> Goal
Find each line in the data below that contains the word "yellow" and copy those lines in full.

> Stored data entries
┄┄┄┄┄┄┄┄┄┄┄┄┄┄┄┄┄┄┄┄
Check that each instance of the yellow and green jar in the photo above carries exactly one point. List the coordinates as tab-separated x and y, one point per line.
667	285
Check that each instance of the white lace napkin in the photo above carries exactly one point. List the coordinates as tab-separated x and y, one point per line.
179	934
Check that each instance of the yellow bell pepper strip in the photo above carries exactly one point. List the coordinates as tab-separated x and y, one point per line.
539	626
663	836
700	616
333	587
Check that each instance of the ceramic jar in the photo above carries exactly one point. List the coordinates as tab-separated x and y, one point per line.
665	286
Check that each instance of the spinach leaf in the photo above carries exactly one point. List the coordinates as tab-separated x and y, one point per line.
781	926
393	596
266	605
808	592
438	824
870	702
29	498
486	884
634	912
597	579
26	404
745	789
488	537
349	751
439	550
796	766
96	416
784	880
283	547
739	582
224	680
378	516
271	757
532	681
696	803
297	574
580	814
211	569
┄┄┄┄┄┄┄┄┄┄┄┄┄┄┄┄┄┄┄┄
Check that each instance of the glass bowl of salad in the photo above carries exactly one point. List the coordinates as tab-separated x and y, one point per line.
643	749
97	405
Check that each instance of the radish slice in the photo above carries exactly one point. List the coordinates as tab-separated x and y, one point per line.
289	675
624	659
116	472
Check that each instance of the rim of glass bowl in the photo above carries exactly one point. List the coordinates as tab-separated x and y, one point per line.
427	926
┄┄┄┄┄┄┄┄┄┄┄┄┄┄┄┄┄┄┄┄
> Output of the task
Check that each instance of the yellow and green jar in the photo above carries exactly one point. List the coordinates as tab-separated x and y, one point per line.
Check that each instance of the yellow bell pepper strip in the photo above carries exactly one point. List the coordinates as tab-separated x and y, one point per line.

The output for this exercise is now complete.